◆ **Task instructions**
Working from the start of the listing, please write out exactly the lines through the one that holds "phrase -- blue sky", both included, and omit all pictures.

◆ **Input material**
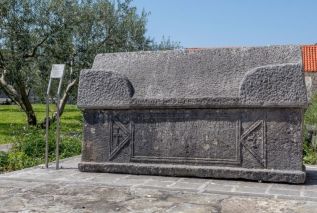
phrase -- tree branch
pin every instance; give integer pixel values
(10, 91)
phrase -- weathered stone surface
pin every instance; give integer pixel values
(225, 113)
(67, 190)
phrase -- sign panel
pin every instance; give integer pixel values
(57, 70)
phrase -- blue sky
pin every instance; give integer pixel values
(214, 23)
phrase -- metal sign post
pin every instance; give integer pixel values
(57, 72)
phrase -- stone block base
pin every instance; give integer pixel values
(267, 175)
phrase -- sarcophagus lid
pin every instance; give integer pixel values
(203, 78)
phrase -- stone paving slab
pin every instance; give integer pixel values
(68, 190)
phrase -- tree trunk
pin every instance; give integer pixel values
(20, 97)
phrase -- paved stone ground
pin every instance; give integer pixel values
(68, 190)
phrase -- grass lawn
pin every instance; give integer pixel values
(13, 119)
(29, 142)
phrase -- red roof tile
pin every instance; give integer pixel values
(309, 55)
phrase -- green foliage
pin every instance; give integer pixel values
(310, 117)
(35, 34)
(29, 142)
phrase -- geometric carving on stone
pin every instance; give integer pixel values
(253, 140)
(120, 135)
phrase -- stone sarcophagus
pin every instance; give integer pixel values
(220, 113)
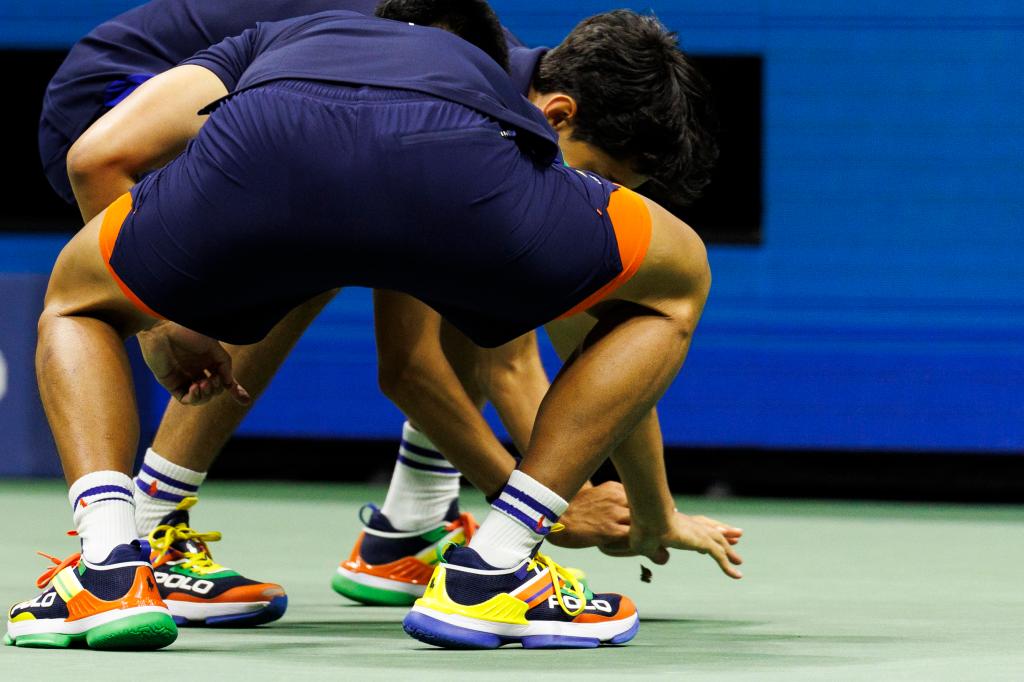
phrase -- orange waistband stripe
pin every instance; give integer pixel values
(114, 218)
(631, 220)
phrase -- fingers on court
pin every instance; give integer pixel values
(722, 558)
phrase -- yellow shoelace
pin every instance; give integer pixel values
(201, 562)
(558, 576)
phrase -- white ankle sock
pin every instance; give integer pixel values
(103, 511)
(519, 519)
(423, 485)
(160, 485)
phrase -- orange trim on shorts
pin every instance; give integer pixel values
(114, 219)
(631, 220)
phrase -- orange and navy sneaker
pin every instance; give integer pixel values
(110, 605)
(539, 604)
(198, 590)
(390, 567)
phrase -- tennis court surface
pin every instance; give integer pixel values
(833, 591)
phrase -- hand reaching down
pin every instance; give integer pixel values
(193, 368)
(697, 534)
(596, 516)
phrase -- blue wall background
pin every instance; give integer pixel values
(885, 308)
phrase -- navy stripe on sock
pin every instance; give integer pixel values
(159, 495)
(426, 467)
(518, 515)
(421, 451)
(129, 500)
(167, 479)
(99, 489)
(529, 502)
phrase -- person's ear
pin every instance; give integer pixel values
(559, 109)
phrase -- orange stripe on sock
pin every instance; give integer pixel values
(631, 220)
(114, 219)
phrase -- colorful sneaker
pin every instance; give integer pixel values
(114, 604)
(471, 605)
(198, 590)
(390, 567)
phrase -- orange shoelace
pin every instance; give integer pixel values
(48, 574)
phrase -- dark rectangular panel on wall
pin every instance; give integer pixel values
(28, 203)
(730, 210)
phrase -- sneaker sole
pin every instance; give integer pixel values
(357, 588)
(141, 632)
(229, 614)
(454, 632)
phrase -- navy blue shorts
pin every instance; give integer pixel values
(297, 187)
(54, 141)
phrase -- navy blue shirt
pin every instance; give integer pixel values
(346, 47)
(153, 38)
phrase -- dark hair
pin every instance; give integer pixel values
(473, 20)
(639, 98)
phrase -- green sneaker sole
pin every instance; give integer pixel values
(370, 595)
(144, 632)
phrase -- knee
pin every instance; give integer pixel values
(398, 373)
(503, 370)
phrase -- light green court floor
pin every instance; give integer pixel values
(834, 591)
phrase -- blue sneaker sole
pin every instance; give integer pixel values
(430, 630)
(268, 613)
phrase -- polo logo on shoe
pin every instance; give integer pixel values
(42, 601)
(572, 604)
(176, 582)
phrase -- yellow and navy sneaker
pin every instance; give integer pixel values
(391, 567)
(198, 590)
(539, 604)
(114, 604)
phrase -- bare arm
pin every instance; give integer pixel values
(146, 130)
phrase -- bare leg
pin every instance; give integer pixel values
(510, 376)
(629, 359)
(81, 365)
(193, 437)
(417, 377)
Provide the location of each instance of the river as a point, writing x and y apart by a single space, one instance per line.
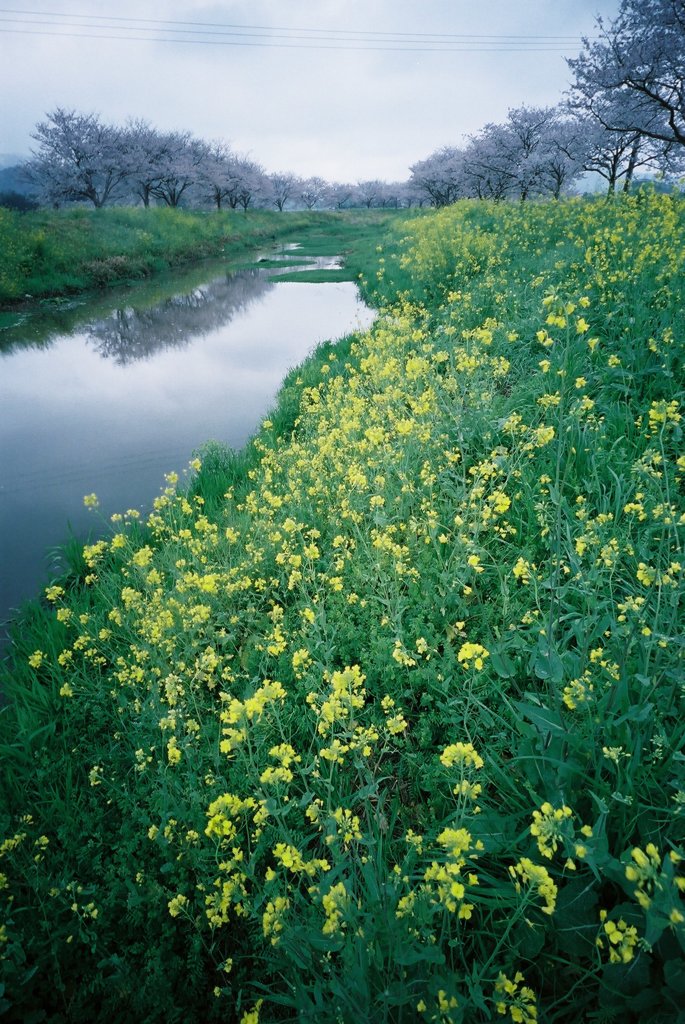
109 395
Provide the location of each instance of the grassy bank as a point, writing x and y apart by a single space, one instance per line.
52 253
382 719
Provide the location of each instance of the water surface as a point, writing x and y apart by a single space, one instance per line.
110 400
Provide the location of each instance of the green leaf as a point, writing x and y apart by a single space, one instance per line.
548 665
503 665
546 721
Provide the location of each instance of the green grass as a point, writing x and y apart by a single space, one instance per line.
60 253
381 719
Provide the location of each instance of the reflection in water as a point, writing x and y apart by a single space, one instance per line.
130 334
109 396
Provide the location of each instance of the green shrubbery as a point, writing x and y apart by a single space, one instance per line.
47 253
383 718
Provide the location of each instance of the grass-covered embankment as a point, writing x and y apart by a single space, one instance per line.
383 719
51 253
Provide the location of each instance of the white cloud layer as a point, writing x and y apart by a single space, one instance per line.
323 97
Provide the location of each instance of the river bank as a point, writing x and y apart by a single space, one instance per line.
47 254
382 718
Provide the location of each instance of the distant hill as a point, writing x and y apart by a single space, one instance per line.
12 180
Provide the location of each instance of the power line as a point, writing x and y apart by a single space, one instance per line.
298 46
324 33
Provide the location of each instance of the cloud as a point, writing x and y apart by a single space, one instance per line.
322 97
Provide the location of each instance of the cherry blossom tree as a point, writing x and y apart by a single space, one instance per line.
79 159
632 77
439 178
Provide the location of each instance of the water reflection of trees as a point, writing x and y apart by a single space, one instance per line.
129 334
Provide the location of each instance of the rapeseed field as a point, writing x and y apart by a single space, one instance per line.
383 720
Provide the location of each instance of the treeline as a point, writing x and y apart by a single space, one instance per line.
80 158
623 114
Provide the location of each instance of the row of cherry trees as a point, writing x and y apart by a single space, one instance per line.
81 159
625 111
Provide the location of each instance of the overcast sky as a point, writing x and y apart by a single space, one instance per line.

◆ **Answer box**
phrase -- tree branch
pin every instance; give integer pixel values
(10, 91)
phrase -- weathered stone surface
pin every instance; give integer pixel values
(225, 113)
(67, 190)
phrase -- sign panel
pin every instance; give integer pixel values
(57, 70)
phrase -- blue sky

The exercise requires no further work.